Things to do:
**A.** From the post on Rocinante repeated fields, extract the passage from "Rocinante – repeated" to "yet mastered this.", word for word.
**B.** Continue the post on Rocinante repeated fields, starting right after its last sentence.

Rocinante – repeated fields

“But before you come to any conclusions
Try walking in my shoes”

Walking in My Shoes – Depeche Mode

The Rocinante library has now passed some important milestones. It can read and write messages and masters the scalar base types. The next step is now to support Repeated Fields. Repeated fields are the Protocol Buffer counterpart to lists and arrays in other protocols.

The Repeated Fields got their name from their implementation. Normally, as you can see in the figure above, a record for a field should only appear once in a message. If a field appears several times, Protocol Buffer recipients are advised to regard the last record found as the value sent. Sub-Messages are a different matter, but Rocinante has not yet mastered this.

The above figure has two interpretations, depending on the type of field 5. For a normal field, it has the value of the last record. As a repeated field, its value is a list of the values of the three records. In this example, it is also irrelevant that a record for field 7 is between the second and third record.

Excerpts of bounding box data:
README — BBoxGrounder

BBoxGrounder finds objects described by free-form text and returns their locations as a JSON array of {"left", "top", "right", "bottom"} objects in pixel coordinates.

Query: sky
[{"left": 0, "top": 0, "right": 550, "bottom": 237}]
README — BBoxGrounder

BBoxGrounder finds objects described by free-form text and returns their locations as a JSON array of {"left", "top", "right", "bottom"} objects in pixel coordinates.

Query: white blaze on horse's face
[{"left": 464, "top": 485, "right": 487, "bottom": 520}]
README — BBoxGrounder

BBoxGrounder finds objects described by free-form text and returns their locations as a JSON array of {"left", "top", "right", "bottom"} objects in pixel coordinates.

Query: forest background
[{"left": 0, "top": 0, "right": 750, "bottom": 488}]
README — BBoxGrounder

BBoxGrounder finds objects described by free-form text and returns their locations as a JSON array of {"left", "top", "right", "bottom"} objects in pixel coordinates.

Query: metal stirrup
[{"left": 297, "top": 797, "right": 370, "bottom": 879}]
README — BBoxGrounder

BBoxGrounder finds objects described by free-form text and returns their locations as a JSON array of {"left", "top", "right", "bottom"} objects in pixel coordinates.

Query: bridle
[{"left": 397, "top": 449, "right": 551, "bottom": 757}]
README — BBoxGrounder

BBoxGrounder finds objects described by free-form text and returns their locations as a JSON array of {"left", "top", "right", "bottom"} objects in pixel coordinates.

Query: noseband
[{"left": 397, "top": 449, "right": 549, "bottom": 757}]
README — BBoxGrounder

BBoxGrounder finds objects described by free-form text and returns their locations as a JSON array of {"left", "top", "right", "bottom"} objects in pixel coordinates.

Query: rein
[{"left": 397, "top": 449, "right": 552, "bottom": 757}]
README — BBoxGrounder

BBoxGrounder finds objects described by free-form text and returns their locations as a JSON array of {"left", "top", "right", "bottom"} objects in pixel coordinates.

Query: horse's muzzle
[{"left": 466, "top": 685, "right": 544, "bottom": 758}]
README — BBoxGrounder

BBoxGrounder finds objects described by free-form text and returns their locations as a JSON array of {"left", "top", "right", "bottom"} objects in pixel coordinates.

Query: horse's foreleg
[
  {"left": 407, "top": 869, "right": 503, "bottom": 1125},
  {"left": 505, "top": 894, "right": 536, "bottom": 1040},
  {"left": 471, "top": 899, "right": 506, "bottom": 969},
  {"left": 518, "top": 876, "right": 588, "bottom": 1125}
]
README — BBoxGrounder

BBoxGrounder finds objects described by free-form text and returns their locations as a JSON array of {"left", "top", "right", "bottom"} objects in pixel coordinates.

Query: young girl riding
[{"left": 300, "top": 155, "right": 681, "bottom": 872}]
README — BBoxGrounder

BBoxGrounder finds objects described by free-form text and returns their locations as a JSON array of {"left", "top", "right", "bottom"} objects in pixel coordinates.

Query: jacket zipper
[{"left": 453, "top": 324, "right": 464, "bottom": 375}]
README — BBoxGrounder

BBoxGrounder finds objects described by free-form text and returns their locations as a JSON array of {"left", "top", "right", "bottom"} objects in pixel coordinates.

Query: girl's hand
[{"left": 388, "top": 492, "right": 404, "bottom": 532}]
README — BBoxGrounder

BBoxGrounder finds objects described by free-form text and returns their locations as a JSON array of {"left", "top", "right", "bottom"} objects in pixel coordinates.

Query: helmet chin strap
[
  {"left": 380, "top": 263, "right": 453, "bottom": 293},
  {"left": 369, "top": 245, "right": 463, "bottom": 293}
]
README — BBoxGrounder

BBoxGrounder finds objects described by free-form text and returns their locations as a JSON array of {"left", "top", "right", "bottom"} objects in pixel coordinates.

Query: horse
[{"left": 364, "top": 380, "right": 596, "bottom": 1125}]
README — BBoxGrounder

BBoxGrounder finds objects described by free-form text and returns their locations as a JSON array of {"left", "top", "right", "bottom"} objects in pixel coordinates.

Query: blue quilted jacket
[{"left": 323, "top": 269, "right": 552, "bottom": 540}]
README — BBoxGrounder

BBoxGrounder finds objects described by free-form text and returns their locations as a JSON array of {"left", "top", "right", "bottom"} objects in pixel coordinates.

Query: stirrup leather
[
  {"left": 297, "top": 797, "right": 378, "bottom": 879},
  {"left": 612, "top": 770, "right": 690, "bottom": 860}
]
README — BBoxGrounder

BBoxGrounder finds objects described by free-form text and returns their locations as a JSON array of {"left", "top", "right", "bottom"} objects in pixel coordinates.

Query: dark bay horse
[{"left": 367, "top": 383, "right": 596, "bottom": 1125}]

Exercise results:
**A.**
Rocinante – repeated fields

“But before you come to any conclusions
Try walking in my shoes”

Walking in My Shoes – Depeche Mode

The Rocinante library has now passed some important milestones. It can read and write messages and masters the scalar base types. The next step is now to support Repeated Fields. Repeated fields are the Protocol Buffer counterpart to lists and arrays in other protocols.

The Repeated Fields got their name from their implementation. Normally, as you can see in the figure above, a record for a field should only appear once in a message. If a field appears several times, Protocol Buffer recipients are advised to regard the last record found as the value sent. Sub-Messages are a different matter, but Rocinante has not yet mastered this.

**B.**
This characteristic of Protocol Buffer messages could be used, for example, to attach trace data to a message without decoding the message beforehand. It is completely sufficient to add the binary representation of a trace field to the binary representation of the message.

For the implementation of the Repeated Fields, not much changes to the existing code. In the templates, the field type for a Repeated Field changes to a generic list.

A list must therefore be initialised for the read method. As with the optional field, the wrapper type must also be used here in the case that the field type is a primitive type.

<#if field.repeated>
  List<${field.type.wrapper}> ${field.name} = new ArrayList<>();
<#elseif field.optional>
  ${field.type.wrapper} ${field.name} = null;
<#else>
  ${field.type.type} ${field.name} = ${field.type.initial};
</#if>

In addition to initialising the local variable, the assignment of the read-in value must also change. The List#add method is used instead of the simple assignment.

<#if (field.repeated)>
  ${field.name}.add(protoInputStream.read${field.type.io}(wireType));
<#else>
  ${field.name} = protoInputStream.read${field.type.io}(wireType);
</#if>

The solution for the write method is somewhat simpler. Instead of calling the corresponding ProtoOutputStream method for each element of the list, there is an overloaded method for lists in the ProtoOutputStream. Why this is the case is explained by another feature of the Repeated Fields.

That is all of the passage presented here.